____ EXCERPT PROVIDED
PNNL

Abstract

Wood-degrading fungi use a sequence of oxidative and hydrolytic mechanisms to loosen lignocellulose and then release and metabolize embedded sugars. These temporal sequences have recently been mapped at high resolution using directional growth on wood wafers, revealing previously obscured dynamics as fungi progressively colonize wood. Here, we applied secretomics in the same wafer design to track temporal trends on aspen decayed by fungi with distinct nutritional modes: two brown rot-type (BR) fungi (Postia placenta, Gloeophyllum trabeum) and two white rot (WR) (Stereum hirsutum, Trametes versicolor). We matched secretomic data from three zones of decay (early, middle, late) with enzyme activities in these zones, and we included measures of total protein and ergosterol as benchmarks. In line with previous transcriptomics data, all of fungi tested showed an initial investment in pectinases and a delayed investment in other glycoside hydrolases (GHs). Brown rot fungi also staggered abundance of some oxidoreductases ahead of GHs to produce a familiar two-step mechanism. White rot fungi, however, showed late-stage investment in pectinases as well, unlike brown rot fungi. Lignolytic enzyme activities and abundances were also different between the two white rot fungi. Specifically, S. hirsutum lignolytic activity was delayed, explained almost entirely by the activity and abundance of five ‘atypical’ type manganese peroxidases, unlike more varied peroxidases and laccases in T. versicolor. These secretomic analyses support brown rot patterns generated via transcriptomics, they reveal distinct patterns among and within rot types, and they link spectral counts with activities to help functionalize these multi-strain secretomic data.
________
____ MATERIAL SHOWN
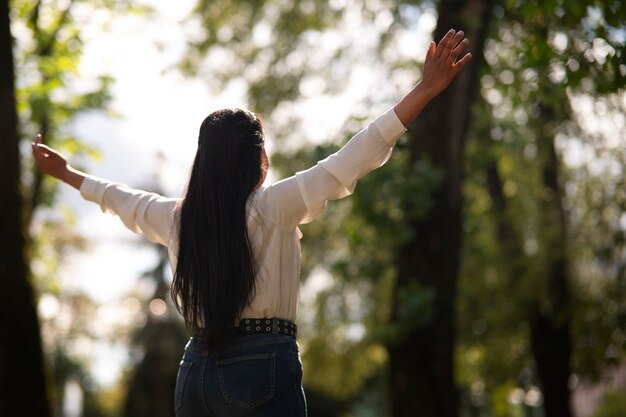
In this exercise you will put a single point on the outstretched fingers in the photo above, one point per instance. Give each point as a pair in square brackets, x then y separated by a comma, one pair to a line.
[441, 46]
[458, 66]
[456, 52]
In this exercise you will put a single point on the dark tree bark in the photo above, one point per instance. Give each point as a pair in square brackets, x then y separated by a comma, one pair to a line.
[22, 377]
[421, 364]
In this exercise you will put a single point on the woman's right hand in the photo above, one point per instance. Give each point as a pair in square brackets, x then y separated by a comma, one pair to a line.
[53, 163]
[48, 160]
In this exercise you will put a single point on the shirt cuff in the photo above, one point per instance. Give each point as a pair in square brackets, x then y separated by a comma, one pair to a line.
[93, 188]
[390, 126]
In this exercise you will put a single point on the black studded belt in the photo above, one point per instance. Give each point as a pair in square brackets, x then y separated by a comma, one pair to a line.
[266, 325]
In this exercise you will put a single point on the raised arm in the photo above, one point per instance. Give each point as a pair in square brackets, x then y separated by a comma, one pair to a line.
[301, 198]
[142, 212]
[440, 68]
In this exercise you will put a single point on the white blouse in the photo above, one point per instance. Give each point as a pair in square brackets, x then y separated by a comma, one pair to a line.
[274, 213]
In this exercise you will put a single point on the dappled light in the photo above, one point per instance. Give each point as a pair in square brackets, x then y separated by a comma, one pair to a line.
[481, 272]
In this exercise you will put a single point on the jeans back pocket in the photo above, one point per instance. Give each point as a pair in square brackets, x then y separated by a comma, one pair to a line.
[181, 380]
[248, 381]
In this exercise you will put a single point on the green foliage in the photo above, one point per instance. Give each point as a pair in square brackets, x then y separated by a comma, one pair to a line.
[51, 93]
[612, 404]
[541, 59]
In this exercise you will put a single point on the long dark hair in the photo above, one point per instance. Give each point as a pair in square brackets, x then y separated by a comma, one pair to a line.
[215, 274]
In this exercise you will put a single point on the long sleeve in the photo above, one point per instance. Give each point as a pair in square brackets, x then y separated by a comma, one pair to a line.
[301, 198]
[142, 212]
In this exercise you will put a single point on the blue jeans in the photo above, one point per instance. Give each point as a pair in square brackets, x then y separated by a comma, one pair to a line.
[249, 375]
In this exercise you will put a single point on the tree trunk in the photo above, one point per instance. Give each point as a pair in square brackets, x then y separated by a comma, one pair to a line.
[550, 315]
[421, 365]
[22, 377]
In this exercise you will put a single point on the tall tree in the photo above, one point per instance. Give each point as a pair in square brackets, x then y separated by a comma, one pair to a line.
[422, 365]
[22, 376]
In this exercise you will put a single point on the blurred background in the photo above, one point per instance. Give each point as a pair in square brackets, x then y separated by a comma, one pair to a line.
[481, 272]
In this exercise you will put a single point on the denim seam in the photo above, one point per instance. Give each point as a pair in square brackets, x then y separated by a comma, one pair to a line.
[185, 368]
[268, 397]
[203, 370]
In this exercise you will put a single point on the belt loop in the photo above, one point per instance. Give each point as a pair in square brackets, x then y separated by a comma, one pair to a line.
[275, 325]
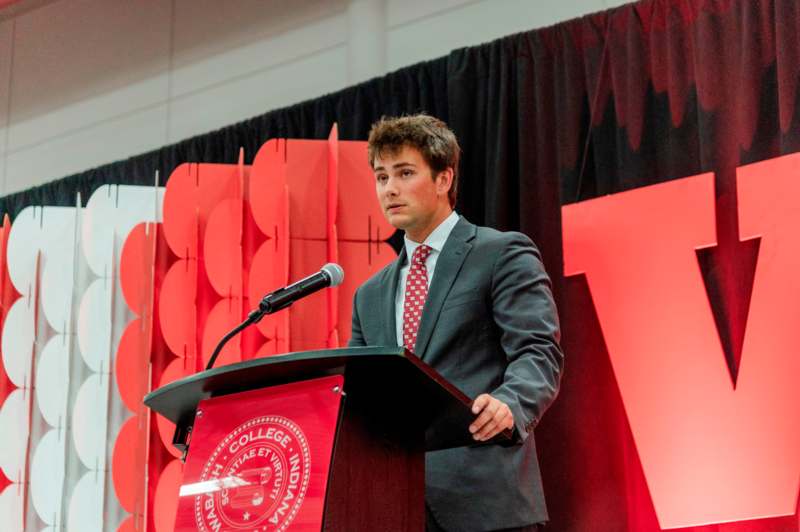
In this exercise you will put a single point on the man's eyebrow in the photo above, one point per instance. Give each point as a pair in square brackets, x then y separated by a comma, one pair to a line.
[396, 165]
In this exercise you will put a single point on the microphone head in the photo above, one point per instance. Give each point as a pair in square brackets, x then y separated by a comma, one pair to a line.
[335, 272]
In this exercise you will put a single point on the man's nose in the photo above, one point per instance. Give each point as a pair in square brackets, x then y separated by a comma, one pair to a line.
[390, 189]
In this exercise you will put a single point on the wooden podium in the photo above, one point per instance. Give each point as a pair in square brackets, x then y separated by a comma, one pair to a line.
[332, 440]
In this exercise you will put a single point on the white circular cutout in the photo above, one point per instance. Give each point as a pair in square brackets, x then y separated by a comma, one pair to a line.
[97, 229]
[11, 507]
[110, 214]
[20, 254]
[94, 325]
[89, 421]
[55, 293]
[17, 342]
[86, 504]
[47, 477]
[14, 428]
[52, 380]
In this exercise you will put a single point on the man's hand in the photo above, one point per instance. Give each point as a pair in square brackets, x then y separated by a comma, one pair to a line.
[494, 416]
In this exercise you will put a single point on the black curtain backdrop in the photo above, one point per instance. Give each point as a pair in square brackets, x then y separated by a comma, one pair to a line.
[645, 93]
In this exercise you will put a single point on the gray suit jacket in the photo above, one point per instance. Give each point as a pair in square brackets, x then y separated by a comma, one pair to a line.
[489, 325]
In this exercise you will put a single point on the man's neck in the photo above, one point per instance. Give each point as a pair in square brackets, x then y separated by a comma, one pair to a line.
[420, 236]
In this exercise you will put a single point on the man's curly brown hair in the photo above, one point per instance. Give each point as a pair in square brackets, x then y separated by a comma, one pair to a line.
[435, 141]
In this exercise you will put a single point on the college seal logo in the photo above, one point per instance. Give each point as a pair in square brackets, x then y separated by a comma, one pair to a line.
[257, 477]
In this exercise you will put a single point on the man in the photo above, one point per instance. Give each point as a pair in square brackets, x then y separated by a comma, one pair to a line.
[475, 304]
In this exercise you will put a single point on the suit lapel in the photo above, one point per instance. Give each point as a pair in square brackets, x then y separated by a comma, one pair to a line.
[448, 265]
[388, 300]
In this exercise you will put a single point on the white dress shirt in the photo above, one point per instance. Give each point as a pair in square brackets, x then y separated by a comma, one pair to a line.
[436, 241]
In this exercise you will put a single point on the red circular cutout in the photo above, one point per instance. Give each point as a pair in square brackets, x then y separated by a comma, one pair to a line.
[136, 266]
[222, 248]
[269, 271]
[131, 367]
[176, 306]
[268, 193]
[225, 315]
[165, 505]
[128, 525]
[127, 477]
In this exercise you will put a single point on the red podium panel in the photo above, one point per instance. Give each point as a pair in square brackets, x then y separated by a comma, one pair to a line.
[260, 460]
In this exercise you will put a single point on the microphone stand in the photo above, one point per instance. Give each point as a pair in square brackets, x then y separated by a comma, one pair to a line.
[180, 439]
[254, 317]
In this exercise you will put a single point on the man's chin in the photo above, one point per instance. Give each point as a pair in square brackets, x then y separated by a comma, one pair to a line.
[398, 221]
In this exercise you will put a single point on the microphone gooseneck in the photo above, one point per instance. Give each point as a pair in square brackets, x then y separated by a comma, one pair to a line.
[330, 275]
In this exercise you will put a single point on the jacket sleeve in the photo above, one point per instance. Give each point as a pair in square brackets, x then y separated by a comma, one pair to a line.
[356, 336]
[524, 310]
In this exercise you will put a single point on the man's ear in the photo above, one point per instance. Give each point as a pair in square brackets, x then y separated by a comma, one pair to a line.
[444, 180]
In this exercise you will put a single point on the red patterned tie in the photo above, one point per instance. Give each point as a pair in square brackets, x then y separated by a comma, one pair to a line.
[416, 292]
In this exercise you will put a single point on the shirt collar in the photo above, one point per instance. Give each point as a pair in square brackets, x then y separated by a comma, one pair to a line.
[437, 238]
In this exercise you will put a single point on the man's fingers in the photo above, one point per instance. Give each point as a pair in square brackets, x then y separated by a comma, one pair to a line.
[488, 430]
[480, 402]
[487, 414]
[502, 420]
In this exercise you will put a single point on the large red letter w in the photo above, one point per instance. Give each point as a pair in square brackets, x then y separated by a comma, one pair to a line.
[711, 452]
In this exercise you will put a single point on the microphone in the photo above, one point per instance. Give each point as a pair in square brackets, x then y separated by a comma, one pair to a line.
[330, 275]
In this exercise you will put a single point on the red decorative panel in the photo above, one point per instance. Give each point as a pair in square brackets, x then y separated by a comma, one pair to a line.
[712, 450]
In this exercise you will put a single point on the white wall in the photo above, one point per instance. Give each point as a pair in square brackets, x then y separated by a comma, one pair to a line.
[88, 82]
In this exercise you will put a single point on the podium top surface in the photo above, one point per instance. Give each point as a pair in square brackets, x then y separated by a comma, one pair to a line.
[399, 384]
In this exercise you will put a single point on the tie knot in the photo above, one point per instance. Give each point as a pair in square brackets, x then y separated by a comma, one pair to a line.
[421, 254]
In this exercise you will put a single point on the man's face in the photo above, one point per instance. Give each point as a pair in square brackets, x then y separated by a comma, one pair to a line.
[409, 196]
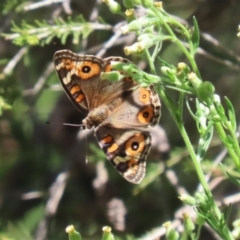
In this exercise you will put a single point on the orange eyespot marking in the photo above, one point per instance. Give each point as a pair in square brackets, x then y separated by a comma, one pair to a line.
[112, 148]
[135, 145]
[88, 70]
[146, 115]
[108, 68]
[68, 63]
[144, 95]
[75, 89]
[128, 79]
[108, 139]
[132, 163]
[80, 97]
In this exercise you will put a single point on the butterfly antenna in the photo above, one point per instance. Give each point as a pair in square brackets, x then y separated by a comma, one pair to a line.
[75, 125]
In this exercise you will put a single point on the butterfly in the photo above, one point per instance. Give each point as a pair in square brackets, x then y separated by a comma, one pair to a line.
[120, 112]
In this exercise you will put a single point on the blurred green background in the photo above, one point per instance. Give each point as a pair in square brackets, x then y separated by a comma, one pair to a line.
[53, 175]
________
- TASK DESCRIPTION -
Could you rewrite the paragraph of the fungal wood-decay abstract above that begins "Wood-degrading fungi use a sequence" as a shorter bulleted list that keeps its main facts?

- SOLUTION FOR THIS TASK -
- Wood-degrading fungi loosen lignocellulose through oxidative and hydrolytic mechanisms, then release and metabolize the embedded sugars. These sequences were recently mapped at high resolution using directional growth on wood wafers.
- In this study, secretomics in the same wafer design tracked temporal trends on aspen decayed by two brown rot fungi (Postia placenta, Gloeophyllum trabeum) and two white rot fungi (Stereum hirsutum, Trametes versicolor).
- Secretomic data from early, middle and late decay zones were matched with enzyme activities, with total protein and ergosterol as benchmarks.
- All four fungi invested in pectinases first and delayed investment in other glycoside hydrolases (GHs), consistent with earlier transcriptomics data.
- Brown rot fungi increased some oxidoreductases ahead of GHs, producing a two-step mechanism.
- Unlike brown rot fungi, white rot fungi also invested in pectinases late in decay.
- The two white rot fungi differed in lignolytic activity. In S. hirsutum, activity was delayed and came almost entirely from five "atypical" manganese peroxidases. In T. versicolor, it came from more varied peroxidases and laccases.
- The results support earlier transcriptomics-based brown rot patterns and reveal differences among and within rot types. They also link spectral counts with activities to help functionalize multi-strain secretomic data.